| Task description |
Render every line of the entries below as a numbered list, skipping any blank lines and leaving out the pictures.

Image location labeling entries
-=-=-
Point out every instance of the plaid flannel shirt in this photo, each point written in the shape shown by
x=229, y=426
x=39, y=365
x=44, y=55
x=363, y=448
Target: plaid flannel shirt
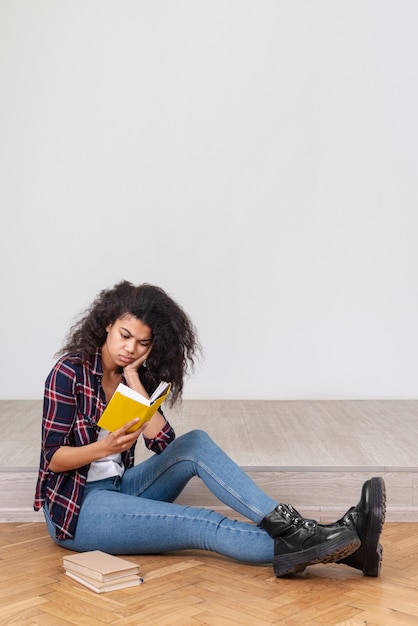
x=73, y=403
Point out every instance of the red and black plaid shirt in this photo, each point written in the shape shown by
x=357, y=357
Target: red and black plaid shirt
x=73, y=403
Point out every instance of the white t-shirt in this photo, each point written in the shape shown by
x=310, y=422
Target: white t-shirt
x=108, y=466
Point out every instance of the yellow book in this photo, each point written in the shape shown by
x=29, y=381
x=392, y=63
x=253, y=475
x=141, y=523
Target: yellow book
x=127, y=404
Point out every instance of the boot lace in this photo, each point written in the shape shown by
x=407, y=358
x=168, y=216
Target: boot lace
x=295, y=518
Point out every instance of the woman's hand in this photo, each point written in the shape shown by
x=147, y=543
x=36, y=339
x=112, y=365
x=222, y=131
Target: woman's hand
x=135, y=365
x=69, y=458
x=132, y=376
x=120, y=440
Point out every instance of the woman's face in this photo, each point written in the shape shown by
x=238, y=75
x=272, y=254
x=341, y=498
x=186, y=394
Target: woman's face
x=128, y=339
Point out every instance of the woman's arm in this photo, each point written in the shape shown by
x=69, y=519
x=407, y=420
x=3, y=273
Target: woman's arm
x=67, y=458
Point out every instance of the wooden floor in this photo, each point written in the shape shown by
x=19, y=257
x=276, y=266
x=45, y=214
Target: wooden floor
x=191, y=588
x=313, y=454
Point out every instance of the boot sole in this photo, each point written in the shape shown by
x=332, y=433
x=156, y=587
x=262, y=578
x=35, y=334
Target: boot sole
x=328, y=552
x=373, y=551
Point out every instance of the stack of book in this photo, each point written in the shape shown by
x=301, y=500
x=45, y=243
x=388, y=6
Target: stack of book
x=101, y=572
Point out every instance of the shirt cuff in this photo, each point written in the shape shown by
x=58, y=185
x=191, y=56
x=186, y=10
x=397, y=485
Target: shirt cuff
x=159, y=443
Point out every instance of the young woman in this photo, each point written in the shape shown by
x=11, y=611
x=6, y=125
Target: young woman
x=95, y=498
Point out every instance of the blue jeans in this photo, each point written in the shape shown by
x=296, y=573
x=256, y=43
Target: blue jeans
x=135, y=514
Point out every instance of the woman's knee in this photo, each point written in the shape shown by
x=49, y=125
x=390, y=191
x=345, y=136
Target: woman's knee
x=195, y=439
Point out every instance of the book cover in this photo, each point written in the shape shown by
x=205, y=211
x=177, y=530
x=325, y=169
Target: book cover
x=127, y=404
x=99, y=565
x=102, y=587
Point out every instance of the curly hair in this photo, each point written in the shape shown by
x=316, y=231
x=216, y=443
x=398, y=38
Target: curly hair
x=175, y=344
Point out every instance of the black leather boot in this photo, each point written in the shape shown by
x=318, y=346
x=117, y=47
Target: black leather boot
x=367, y=518
x=299, y=542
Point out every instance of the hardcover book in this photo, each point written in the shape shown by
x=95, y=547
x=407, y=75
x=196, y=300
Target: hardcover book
x=99, y=566
x=126, y=404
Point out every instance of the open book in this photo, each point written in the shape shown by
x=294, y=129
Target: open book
x=127, y=404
-=-=-
| Solution |
1. Point out every instance of the plaid flannel shirt in this photo, each point written in the shape shown by
2. x=229, y=426
3. x=39, y=365
4. x=44, y=55
5. x=363, y=448
6. Target: plaid flannel shirt
7. x=73, y=403
8. Point out every instance of the red and black plaid shirt in this photo, each point written in the shape shown by
9. x=357, y=357
10. Target: red and black plaid shirt
11. x=73, y=403
12. Point out every instance of the white t-shirt in this photo, each point written in the shape shown by
13. x=310, y=422
14. Target: white t-shirt
15. x=108, y=466
16. Point out every instance of the yellow book in this photo, each point written in the shape shown by
17. x=29, y=381
18. x=392, y=63
19. x=253, y=475
20. x=141, y=523
21. Target: yellow book
22. x=127, y=404
23. Point out every instance of the boot lace in this photo, each point written in the shape shown by
24. x=407, y=358
25. x=168, y=216
26. Target: boot lace
27. x=295, y=518
28. Point out every instance of the woman's hand in this photo, each point written in the shape shown by
29. x=147, y=543
30. x=36, y=339
31. x=112, y=365
32. x=222, y=131
33. Target: woman's hand
34. x=135, y=365
35. x=69, y=458
36. x=132, y=376
37. x=120, y=440
38. Point out every instance of the woman's face in this photo, each point written in the shape shown by
39. x=238, y=75
40. x=272, y=254
41. x=341, y=498
42. x=186, y=394
43. Target: woman's face
44. x=128, y=339
45. Point out every instance of the woman's arm in this photo, each point written in the shape shown by
46. x=69, y=519
47. x=407, y=420
48. x=3, y=273
49. Target: woman's arm
50. x=67, y=458
51. Point out every instance of the wooden floor in this photo, each point written in the shape shown by
52. x=19, y=257
53. x=276, y=266
54. x=45, y=214
55. Target: wooden floor
56. x=191, y=588
57. x=313, y=454
58. Point out every instance of the boot sole in this photo, each point written in the shape shown by
59. x=332, y=433
60. x=156, y=587
61. x=262, y=578
62. x=35, y=334
63. Target: boot sole
64. x=328, y=552
65. x=373, y=551
66. Point out every instance of the stack of book in this photo, each point written in the shape shown by
67. x=301, y=500
68. x=45, y=243
69. x=388, y=6
70. Target: stack of book
71. x=101, y=572
72. Point out every instance of the shirt cuff in this photo, each point written in the shape shown by
73. x=58, y=185
74. x=191, y=56
75. x=186, y=10
76. x=397, y=485
77. Target: shirt cuff
78. x=159, y=443
79. Point out every instance of the young woman in this photo, each point written in the shape shown by
80. x=11, y=611
81. x=6, y=125
82. Target: young woman
83. x=95, y=498
84. Point out every instance of the blue jeans in this photo, each point written in the shape shown by
85. x=296, y=573
86. x=256, y=43
87. Target: blue jeans
88. x=135, y=514
89. Point out every instance of the woman's knee in this photo, each point written in the shape shown by
90. x=49, y=125
91. x=390, y=191
92. x=345, y=136
93. Target: woman's knee
94. x=195, y=439
95. Point out every instance of the book cover in this photo, each point written in the shape shown by
96. x=205, y=211
97. x=177, y=530
98. x=325, y=169
99. Target: book cover
100. x=127, y=404
101. x=99, y=565
102. x=102, y=587
103. Point out every instance of the curly hair in this photo, each point written in the shape shown by
104. x=316, y=231
105. x=216, y=443
106. x=398, y=38
107. Target: curly hair
108. x=175, y=344
109. Point out every instance of the black leather boot in this photo, each point written in the shape shown by
110. x=318, y=346
111. x=117, y=47
112. Target: black leather boot
113. x=367, y=518
114. x=299, y=542
115. Point out every instance of the hardcover book in this photo, each point written in the shape shown by
116. x=95, y=547
117. x=407, y=75
118. x=196, y=300
119. Target: hardcover book
120. x=99, y=566
121. x=126, y=404
122. Point out every instance of the open book in this photo, each point written in the shape shown by
123. x=294, y=129
124. Target: open book
125. x=127, y=404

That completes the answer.